Excerpted text.
How should I feel about not being invited to after-work socializing? My boss and most of my co-workers are in their 20s or 30s; I am in my late 50s. We all get along well at work and are a productive team in a large organization. But I see an “inner circle” that includes my boss, and I’m not a part of it. I’m not a big fan of office gossip — which I know goes on at times at these after-work gatherings. Truthfully, if I were invited I would decline most of the time as I’d rather go to yoga than to happy hour. Maybe my co-workers realize that and that’s why they don’t bother to invite me. But sometimes I feel I should be invited anyway, so I at least have the chance to go — as I might a few times a year. Is it wrong to feel excluded from the inner circle that I don’t want to be a part of anyway?
— California
Like a solid 60 percent of people who write to Work Friend, you seem significantly more interested in having someone vindicate your aggrieved feelings than in actual advice. I’d like to think my role around here is more valuable than mere yes-woman, but you know what? Vindication awarded.
It’s one thing for your younger colleagues to pal around after work without you, but your boss doesn’t have the same freedom. Pretending to like all your employees equally is one of the worst parts of being a manager, but it also prevents them from turning fully paranoid, and prevents your organization from being sued. Remember that rule about elementary school birthday parties? A kid can invite either the whole class or just a couple of close friends, but not everyone except the nose-picker. The same rule goes for bosses.

Records supplied.
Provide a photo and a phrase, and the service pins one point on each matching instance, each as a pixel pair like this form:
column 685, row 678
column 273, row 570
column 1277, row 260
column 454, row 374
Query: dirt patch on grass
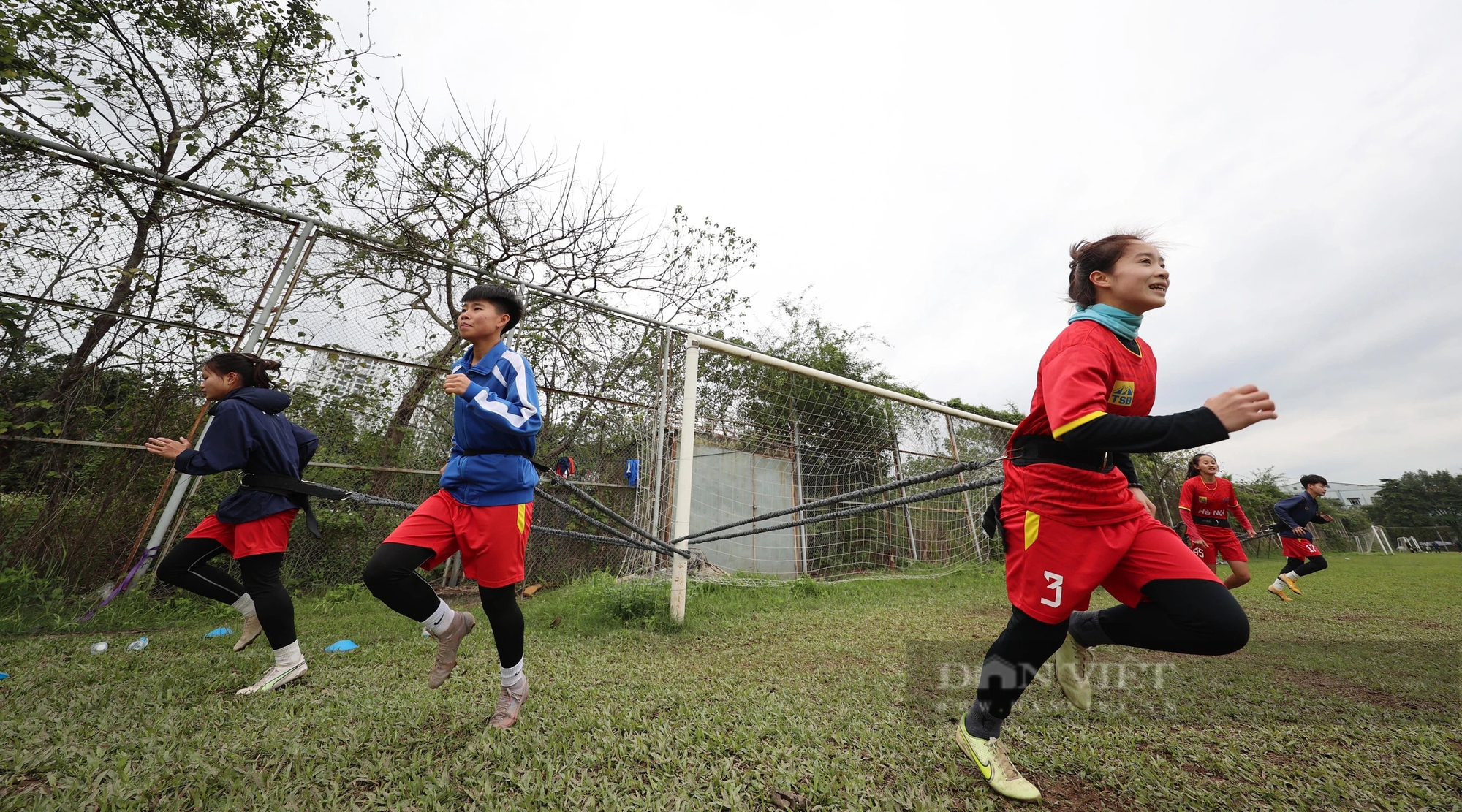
column 1071, row 794
column 1347, row 690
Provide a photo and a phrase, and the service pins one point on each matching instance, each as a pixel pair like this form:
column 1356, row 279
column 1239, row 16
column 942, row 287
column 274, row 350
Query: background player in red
column 1302, row 554
column 1205, row 503
column 485, row 507
column 251, row 434
column 1075, row 516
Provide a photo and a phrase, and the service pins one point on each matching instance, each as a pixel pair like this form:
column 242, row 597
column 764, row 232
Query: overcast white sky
column 923, row 167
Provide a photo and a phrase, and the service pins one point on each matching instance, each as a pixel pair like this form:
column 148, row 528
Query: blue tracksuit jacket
column 499, row 412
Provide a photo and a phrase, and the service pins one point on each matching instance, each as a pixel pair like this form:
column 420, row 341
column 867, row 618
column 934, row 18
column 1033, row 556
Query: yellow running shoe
column 995, row 764
column 1071, row 672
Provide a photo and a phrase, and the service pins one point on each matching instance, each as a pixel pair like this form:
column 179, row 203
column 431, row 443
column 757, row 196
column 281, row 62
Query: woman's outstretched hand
column 1242, row 406
column 169, row 449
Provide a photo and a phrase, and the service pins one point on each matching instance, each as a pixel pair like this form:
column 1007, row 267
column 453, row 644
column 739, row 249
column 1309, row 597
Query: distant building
column 347, row 374
column 1347, row 493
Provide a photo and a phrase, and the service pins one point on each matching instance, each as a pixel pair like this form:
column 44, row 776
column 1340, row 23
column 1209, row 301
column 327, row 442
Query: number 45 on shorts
column 1053, row 583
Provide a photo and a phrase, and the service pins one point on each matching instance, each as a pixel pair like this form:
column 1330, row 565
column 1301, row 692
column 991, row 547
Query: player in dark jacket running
column 249, row 433
column 1303, row 557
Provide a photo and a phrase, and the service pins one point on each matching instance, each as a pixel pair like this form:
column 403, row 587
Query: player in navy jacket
column 1303, row 557
column 249, row 433
column 485, row 507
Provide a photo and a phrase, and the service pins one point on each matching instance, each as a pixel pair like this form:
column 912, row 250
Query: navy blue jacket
column 1298, row 512
column 251, row 434
column 498, row 412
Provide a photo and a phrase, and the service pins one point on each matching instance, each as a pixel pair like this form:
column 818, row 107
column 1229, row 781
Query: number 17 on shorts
column 1053, row 583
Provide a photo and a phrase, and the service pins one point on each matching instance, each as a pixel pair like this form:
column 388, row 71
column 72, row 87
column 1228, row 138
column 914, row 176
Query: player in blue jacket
column 251, row 434
column 1302, row 555
column 485, row 507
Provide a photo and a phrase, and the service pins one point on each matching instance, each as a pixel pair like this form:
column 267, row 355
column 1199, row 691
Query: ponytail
column 251, row 368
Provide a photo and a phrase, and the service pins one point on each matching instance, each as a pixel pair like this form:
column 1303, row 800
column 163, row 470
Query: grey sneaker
column 510, row 703
column 252, row 631
column 276, row 678
column 448, row 645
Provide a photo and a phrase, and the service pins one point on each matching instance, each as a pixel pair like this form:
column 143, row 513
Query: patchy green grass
column 768, row 699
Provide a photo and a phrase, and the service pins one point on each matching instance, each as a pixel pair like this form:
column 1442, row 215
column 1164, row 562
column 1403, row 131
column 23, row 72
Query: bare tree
column 470, row 191
column 227, row 94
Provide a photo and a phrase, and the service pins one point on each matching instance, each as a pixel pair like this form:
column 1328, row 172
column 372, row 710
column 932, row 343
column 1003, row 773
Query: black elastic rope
column 600, row 539
column 660, row 547
column 584, row 496
column 869, row 507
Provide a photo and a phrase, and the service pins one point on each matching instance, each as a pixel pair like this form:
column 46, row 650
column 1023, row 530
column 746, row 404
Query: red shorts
column 1052, row 569
column 492, row 538
column 260, row 536
column 1299, row 548
column 1217, row 541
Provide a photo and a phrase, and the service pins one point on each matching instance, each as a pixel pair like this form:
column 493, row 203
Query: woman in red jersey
column 1075, row 516
column 1205, row 503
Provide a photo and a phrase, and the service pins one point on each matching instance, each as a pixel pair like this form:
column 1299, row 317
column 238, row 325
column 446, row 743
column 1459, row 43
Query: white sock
column 441, row 620
column 245, row 605
column 289, row 656
column 512, row 674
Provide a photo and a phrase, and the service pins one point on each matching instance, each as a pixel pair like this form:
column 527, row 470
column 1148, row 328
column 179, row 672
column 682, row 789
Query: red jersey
column 1214, row 503
column 1087, row 373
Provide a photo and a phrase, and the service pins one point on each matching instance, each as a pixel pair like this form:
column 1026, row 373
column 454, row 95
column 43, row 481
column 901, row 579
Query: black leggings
column 186, row 567
column 1182, row 615
column 1302, row 567
column 393, row 576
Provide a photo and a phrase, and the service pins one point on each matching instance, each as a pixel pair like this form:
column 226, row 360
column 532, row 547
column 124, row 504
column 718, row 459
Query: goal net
column 802, row 463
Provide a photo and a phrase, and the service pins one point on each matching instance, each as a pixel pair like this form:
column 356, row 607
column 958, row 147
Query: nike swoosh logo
column 281, row 677
column 985, row 767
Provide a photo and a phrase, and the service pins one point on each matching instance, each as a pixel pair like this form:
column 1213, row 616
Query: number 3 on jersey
column 1056, row 586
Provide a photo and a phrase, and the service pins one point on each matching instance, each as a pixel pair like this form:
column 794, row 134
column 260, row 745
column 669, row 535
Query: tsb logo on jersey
column 1122, row 393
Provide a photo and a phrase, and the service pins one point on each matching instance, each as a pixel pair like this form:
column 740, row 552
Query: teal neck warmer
column 1125, row 325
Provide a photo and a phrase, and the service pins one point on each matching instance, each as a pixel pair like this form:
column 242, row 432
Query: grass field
column 768, row 699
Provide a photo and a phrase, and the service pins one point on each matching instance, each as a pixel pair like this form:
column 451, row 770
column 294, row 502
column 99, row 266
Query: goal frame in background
column 685, row 462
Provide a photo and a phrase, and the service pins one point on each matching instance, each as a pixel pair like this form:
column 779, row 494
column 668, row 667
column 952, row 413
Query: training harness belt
column 302, row 490
column 1034, row 449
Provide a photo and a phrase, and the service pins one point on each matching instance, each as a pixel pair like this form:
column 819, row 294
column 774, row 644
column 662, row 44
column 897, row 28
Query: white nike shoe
column 276, row 678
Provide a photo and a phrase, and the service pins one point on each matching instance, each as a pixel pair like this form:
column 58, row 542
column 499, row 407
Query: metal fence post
column 982, row 554
column 686, row 460
column 659, row 460
column 251, row 344
column 898, row 474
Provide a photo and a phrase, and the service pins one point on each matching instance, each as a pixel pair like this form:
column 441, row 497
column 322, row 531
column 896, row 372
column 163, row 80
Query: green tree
column 1420, row 498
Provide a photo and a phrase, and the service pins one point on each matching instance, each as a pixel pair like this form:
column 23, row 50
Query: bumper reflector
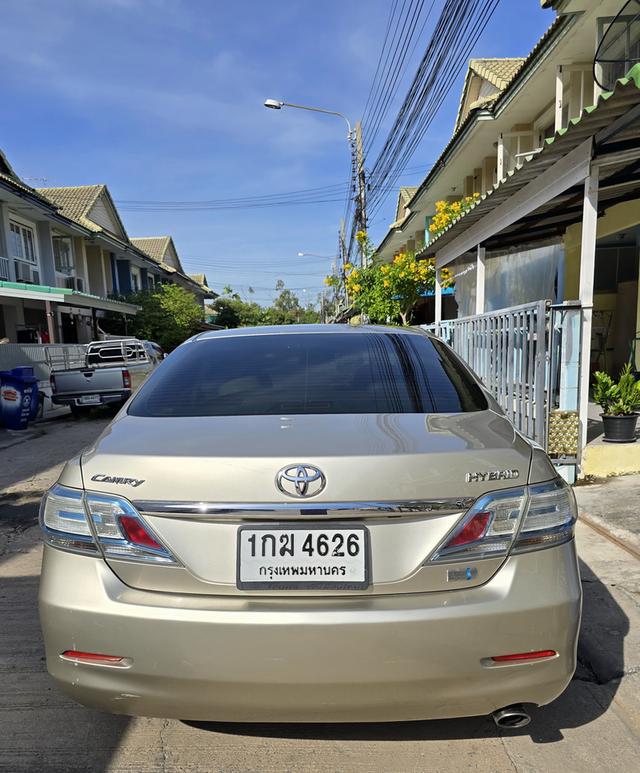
column 538, row 655
column 95, row 657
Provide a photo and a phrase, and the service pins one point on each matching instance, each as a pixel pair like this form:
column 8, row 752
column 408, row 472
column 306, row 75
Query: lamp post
column 276, row 104
column 354, row 137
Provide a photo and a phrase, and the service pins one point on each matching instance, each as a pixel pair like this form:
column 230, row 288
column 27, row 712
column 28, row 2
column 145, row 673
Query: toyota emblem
column 300, row 480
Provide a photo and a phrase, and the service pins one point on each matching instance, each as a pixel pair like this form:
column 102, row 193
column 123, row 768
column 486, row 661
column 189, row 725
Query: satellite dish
column 619, row 48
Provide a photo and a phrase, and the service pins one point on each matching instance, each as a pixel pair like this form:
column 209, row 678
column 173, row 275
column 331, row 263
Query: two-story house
column 66, row 262
column 551, row 143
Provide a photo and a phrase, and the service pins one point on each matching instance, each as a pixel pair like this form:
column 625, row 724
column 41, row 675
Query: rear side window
column 309, row 373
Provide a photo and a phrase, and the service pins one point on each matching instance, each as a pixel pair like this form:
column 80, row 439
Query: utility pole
column 361, row 202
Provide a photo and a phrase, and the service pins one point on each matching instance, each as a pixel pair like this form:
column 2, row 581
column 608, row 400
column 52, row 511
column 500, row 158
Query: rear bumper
column 105, row 397
column 415, row 656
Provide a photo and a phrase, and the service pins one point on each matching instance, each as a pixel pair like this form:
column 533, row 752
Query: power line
column 460, row 24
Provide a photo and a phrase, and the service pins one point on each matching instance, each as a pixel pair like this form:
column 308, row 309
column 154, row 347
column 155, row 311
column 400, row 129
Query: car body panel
column 364, row 658
column 208, row 459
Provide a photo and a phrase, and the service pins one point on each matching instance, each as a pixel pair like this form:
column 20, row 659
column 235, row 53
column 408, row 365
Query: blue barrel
column 19, row 398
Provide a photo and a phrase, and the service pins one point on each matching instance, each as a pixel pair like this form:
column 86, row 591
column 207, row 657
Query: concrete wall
column 615, row 219
column 97, row 284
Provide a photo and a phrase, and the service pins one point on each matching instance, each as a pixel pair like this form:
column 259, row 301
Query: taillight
column 92, row 523
column 516, row 520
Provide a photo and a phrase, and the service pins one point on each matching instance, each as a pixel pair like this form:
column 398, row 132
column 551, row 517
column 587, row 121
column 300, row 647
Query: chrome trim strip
column 308, row 509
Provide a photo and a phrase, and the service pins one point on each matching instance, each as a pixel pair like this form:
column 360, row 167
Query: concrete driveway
column 594, row 726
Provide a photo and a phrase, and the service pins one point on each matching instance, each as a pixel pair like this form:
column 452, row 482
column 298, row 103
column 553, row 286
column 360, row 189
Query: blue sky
column 162, row 100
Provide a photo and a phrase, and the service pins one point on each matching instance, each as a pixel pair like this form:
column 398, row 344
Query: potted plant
column 619, row 403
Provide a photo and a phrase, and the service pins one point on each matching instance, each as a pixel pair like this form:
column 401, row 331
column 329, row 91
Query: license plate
column 89, row 400
column 305, row 557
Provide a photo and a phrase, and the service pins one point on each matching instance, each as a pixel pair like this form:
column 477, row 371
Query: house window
column 21, row 242
column 63, row 254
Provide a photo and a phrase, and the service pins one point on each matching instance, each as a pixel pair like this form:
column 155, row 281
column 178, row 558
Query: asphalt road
column 594, row 726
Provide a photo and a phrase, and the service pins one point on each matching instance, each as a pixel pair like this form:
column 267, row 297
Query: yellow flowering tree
column 448, row 211
column 388, row 292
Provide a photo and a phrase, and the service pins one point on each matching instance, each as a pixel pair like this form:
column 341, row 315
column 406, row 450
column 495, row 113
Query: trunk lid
column 181, row 472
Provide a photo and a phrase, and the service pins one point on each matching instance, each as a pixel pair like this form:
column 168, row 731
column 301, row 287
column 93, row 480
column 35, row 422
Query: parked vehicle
column 113, row 371
column 311, row 524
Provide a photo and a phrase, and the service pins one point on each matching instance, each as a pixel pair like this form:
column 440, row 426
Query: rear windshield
column 309, row 373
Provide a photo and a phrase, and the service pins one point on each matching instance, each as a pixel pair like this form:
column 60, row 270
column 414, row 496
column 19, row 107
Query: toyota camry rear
column 314, row 523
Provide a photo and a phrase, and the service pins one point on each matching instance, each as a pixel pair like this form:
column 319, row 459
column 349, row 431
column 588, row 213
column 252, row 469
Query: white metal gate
column 509, row 350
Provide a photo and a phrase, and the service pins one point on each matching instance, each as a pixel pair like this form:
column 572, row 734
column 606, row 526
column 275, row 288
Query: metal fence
column 509, row 350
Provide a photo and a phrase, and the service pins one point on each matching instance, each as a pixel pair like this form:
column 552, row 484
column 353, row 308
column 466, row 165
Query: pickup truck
column 113, row 371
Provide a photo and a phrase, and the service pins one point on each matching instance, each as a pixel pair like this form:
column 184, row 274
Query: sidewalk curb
column 20, row 436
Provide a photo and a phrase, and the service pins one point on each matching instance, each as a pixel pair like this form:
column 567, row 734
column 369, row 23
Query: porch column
column 51, row 326
column 438, row 298
column 480, row 267
column 587, row 268
column 559, row 104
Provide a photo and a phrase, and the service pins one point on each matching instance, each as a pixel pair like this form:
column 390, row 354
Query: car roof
column 336, row 329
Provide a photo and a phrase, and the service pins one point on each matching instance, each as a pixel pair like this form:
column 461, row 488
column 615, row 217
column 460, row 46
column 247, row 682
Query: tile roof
column 154, row 246
column 559, row 24
column 608, row 107
column 8, row 175
column 405, row 194
column 75, row 202
column 499, row 72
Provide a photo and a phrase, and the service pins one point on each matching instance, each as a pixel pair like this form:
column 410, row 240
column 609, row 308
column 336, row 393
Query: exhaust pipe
column 511, row 717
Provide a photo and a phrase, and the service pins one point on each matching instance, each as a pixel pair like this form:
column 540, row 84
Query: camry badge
column 300, row 480
column 119, row 481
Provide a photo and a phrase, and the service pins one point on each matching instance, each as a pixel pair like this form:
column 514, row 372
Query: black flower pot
column 620, row 429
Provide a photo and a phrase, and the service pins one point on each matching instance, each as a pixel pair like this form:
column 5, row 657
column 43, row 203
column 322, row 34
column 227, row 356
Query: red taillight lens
column 136, row 533
column 91, row 657
column 472, row 531
column 537, row 655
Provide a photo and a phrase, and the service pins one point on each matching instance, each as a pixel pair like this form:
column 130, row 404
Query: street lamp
column 354, row 138
column 276, row 104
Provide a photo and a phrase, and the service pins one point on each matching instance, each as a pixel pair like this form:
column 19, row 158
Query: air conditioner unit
column 25, row 273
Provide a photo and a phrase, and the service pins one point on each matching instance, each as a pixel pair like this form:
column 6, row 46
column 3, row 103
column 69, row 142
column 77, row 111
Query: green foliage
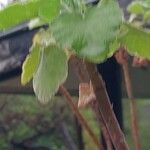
column 30, row 65
column 91, row 33
column 20, row 12
column 51, row 73
column 136, row 41
column 49, row 9
column 140, row 7
column 136, row 8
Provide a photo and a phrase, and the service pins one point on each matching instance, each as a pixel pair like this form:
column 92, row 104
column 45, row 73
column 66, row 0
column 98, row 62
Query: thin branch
column 83, row 122
column 133, row 109
column 105, row 108
column 80, row 70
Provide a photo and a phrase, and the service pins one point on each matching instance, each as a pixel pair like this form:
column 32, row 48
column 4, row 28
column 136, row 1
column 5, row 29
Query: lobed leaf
column 24, row 11
column 92, row 33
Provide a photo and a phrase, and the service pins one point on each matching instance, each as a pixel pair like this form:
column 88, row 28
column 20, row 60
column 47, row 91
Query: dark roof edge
column 18, row 29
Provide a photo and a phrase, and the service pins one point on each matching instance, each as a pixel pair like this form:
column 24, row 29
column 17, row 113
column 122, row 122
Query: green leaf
column 20, row 12
column 136, row 41
column 30, row 64
column 52, row 72
column 136, row 8
column 89, row 34
column 49, row 9
column 147, row 16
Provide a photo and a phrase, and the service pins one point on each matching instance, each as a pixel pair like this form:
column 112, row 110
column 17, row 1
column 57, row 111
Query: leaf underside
column 20, row 12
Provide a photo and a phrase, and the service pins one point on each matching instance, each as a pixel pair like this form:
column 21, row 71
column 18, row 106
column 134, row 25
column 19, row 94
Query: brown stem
column 83, row 122
column 133, row 110
column 82, row 74
column 105, row 108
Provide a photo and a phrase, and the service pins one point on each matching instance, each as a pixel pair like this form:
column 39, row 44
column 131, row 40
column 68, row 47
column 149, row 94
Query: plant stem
column 133, row 110
column 83, row 122
column 105, row 108
column 82, row 74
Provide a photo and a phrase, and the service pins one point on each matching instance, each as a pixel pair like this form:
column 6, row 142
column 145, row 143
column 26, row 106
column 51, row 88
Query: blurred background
column 26, row 124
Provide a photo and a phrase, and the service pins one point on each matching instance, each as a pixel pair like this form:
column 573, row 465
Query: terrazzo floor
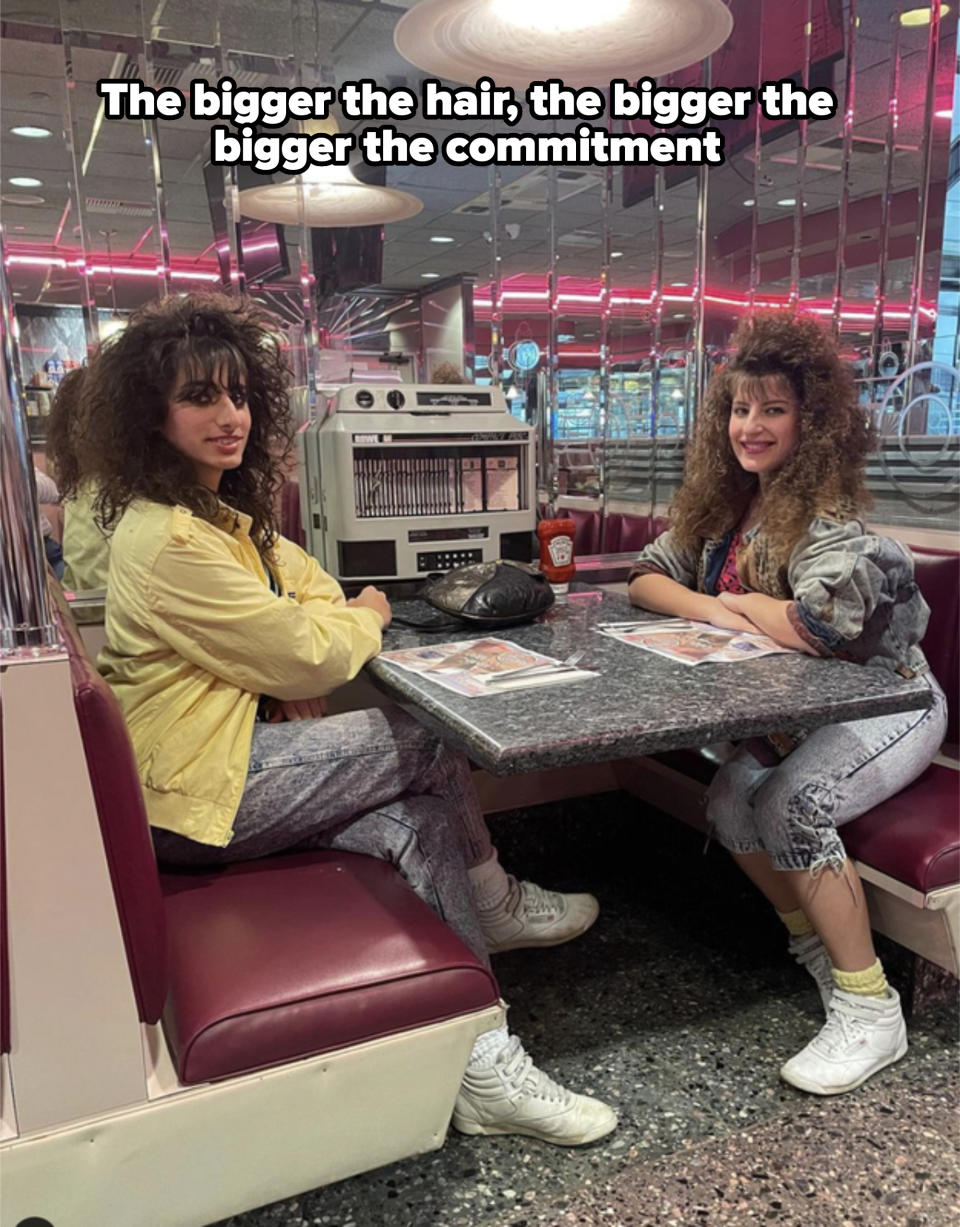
column 678, row 1007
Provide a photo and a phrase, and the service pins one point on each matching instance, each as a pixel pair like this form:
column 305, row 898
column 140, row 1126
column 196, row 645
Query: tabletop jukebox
column 400, row 481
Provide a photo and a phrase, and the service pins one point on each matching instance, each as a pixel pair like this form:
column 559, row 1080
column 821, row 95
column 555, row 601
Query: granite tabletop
column 638, row 703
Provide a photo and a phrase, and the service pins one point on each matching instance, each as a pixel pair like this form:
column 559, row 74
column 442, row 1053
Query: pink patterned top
column 729, row 582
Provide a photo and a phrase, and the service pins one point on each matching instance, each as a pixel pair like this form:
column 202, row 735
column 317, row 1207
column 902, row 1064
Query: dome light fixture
column 516, row 42
column 921, row 16
column 333, row 196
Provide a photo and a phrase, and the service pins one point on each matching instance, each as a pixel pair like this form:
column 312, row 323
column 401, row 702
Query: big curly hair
column 824, row 476
column 125, row 396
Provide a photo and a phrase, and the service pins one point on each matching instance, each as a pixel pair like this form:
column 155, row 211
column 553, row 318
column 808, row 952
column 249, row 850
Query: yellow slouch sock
column 796, row 922
column 869, row 982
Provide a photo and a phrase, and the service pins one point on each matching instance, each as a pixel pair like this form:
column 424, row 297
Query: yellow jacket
column 195, row 637
column 86, row 546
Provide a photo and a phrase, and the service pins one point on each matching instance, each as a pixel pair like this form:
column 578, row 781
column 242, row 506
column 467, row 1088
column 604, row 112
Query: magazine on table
column 484, row 666
column 692, row 643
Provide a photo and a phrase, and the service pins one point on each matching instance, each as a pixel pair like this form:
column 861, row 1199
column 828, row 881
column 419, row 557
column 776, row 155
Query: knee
column 797, row 822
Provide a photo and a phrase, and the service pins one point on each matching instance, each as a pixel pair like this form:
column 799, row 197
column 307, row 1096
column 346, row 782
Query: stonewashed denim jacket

Request 1.
In the advice column excerpt, what age range does the letter writer give for the boss and most of the co-workers?
Request 2.
Reproduce the advice column excerpt from "How should I" to "part of anyway?", swapping "yoga" for "tennis".
The material has no connection to the advice column excerpt.

Correct answer 1.
Their 20s or 30s.

Correct answer 2.
How should I feel about not being invited to after-work socializing? My boss and most of my co-workers are in their 20s or 30s; I am in my late 50s. We all get along well at work and are a productive team in a large organization. But I see an “inner circle” that includes my boss, and I’m not a part of it. I’m not a big fan of office gossip — which I know goes on at times at these after-work gatherings. Truthfully, if I were invited I would decline most of the time as I’d rather go to tennis than to happy hour. Maybe my co-workers realize that and that’s why they don’t bother to invite me. But sometimes I feel I should be invited anyway, so I at least have the chance to go — as I might a few times a year. Is it wrong to feel excluded from the inner circle that I don’t want to be a part of anyway?